_SUPPLIED INFORMATION_:
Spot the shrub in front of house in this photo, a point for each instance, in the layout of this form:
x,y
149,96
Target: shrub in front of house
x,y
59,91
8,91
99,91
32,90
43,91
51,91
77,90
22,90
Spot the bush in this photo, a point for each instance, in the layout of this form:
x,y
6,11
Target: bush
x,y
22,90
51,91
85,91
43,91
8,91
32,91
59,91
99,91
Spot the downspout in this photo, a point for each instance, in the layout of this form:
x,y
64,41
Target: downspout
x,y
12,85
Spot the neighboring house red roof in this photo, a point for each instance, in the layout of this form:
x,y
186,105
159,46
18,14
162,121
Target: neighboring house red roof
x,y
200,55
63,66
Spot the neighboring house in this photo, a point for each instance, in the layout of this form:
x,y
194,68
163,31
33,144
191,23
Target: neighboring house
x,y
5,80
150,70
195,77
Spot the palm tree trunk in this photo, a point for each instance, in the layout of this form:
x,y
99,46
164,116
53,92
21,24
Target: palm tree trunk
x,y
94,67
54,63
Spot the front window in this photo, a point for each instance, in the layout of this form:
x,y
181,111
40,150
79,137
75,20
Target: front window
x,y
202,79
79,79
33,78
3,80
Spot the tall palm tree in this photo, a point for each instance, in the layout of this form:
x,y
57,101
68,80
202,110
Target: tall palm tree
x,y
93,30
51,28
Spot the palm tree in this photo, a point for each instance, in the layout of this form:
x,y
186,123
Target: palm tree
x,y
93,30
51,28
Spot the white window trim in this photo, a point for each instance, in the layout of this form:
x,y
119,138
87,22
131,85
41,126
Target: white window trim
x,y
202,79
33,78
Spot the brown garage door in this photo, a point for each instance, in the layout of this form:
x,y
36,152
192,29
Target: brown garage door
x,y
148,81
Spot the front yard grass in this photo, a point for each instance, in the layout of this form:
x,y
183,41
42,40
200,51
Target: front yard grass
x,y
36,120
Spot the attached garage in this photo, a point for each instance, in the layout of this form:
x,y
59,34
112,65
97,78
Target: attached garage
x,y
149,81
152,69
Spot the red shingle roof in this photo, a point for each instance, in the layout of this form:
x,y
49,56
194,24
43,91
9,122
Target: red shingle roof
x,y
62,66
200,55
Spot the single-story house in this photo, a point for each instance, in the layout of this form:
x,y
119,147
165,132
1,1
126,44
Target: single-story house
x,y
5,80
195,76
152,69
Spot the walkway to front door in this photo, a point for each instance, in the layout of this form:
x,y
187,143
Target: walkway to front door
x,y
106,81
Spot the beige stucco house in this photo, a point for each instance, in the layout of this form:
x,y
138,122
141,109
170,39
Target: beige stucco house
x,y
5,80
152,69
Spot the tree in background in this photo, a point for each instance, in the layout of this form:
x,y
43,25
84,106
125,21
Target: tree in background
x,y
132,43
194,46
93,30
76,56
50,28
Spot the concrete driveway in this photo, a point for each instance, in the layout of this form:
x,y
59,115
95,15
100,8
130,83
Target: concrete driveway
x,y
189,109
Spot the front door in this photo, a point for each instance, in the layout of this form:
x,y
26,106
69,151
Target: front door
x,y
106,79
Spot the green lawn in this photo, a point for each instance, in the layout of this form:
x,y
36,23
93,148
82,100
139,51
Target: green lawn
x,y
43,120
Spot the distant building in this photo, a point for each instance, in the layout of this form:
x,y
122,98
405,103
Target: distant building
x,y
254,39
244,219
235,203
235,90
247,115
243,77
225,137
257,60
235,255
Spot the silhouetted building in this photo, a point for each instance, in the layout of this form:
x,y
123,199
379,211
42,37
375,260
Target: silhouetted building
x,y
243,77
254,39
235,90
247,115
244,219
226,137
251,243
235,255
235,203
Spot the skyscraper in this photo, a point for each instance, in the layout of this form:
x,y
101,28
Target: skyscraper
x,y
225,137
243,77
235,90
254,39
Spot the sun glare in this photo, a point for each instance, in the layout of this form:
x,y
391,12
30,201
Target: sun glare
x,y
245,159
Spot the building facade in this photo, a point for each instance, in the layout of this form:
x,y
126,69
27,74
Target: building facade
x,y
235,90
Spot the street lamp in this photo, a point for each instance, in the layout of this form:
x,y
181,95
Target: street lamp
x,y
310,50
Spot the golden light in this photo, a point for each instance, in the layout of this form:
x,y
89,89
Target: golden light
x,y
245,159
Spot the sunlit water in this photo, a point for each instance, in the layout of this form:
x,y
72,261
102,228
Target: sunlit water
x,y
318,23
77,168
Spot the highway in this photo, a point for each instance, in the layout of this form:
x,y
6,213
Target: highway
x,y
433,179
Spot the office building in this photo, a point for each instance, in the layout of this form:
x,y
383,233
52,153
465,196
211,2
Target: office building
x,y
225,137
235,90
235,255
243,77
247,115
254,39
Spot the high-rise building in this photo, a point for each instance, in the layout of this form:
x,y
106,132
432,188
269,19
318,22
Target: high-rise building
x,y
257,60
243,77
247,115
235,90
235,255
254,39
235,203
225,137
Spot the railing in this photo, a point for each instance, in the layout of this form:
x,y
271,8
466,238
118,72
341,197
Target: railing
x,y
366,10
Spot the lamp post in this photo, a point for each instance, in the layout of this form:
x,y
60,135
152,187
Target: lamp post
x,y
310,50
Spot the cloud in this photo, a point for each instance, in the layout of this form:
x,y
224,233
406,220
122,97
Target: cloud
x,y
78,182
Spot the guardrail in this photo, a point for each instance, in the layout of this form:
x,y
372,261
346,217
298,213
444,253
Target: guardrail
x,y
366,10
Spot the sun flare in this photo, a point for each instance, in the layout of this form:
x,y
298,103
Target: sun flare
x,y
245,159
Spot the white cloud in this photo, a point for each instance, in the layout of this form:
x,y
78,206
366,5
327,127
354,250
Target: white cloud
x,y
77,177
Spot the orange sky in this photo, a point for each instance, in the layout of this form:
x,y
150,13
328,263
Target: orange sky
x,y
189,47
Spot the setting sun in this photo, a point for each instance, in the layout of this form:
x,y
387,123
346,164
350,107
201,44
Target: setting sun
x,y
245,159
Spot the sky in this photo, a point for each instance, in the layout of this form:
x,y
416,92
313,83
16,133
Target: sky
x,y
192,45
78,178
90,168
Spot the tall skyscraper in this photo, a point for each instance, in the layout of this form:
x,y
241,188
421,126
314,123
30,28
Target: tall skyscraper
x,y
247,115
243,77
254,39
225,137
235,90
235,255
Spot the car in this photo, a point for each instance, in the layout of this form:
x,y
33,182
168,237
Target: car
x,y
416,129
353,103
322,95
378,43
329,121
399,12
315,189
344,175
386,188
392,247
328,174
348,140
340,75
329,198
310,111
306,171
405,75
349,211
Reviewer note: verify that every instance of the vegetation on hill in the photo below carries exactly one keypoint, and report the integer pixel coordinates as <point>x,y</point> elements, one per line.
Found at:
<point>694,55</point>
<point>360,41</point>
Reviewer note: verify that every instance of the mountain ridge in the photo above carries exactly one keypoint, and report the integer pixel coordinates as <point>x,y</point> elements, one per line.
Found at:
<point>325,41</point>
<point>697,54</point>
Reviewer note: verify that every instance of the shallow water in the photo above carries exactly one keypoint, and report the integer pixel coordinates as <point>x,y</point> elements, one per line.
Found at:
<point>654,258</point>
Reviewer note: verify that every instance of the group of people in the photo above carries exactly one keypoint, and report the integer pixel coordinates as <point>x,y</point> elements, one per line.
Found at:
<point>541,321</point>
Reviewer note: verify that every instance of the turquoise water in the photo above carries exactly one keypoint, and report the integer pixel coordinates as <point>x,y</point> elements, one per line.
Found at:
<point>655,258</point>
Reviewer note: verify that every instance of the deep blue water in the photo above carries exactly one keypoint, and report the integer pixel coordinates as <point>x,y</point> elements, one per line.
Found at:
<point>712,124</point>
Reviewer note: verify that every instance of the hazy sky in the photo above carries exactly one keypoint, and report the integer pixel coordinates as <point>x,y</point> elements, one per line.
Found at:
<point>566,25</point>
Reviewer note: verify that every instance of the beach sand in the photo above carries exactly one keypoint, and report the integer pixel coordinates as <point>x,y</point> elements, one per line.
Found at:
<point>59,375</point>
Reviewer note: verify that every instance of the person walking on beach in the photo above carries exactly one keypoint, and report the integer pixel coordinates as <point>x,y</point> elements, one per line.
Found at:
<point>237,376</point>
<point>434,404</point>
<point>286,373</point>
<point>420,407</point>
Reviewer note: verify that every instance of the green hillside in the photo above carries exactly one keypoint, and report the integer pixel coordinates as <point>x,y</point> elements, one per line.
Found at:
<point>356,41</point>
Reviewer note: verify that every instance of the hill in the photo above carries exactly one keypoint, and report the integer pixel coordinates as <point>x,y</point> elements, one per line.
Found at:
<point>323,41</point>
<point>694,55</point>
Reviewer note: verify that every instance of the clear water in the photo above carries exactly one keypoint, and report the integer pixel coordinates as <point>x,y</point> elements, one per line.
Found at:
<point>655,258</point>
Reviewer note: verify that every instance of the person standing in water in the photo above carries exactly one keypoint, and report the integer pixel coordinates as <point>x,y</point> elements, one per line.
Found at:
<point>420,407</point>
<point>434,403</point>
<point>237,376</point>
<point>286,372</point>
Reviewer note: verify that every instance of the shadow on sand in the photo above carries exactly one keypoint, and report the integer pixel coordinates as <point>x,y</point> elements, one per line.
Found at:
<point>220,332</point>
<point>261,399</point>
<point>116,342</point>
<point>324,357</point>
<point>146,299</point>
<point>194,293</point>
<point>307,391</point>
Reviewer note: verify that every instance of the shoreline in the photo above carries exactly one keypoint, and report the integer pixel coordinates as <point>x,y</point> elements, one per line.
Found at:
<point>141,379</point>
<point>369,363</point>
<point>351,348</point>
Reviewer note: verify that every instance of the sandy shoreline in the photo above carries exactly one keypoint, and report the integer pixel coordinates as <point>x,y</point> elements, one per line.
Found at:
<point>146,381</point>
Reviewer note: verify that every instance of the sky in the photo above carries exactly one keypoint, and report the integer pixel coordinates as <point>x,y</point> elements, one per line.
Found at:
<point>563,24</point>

_DIRECTIONS_: Reproduce, without any change, the stretch of the entries from the line containing "Reviewer note: verify that every instance of the shadow" through the line containing "<point>146,381</point>", including both of those lines.

_WRITTEN ANSWER_:
Reviewer note: verify that every instance of the shadow on sand in the photo above carries exactly one keypoint, and report the integer pixel coordinates as <point>x,y</point> elements, one per line.
Found at:
<point>220,332</point>
<point>261,399</point>
<point>116,342</point>
<point>324,357</point>
<point>146,299</point>
<point>194,293</point>
<point>307,391</point>
Reviewer note: verify that every instance of the shoreline in the photo above carries exactly one keypoint, and report the integer pixel coordinates as <point>x,y</point> elements, one per line.
Found at:
<point>141,379</point>
<point>369,363</point>
<point>351,348</point>
Reviewer note: verify that every instance of the sandy shoreline in the photo above carries exactly one keypoint, and report the integer pixel coordinates as <point>x,y</point> elements, one per line.
Found at:
<point>146,381</point>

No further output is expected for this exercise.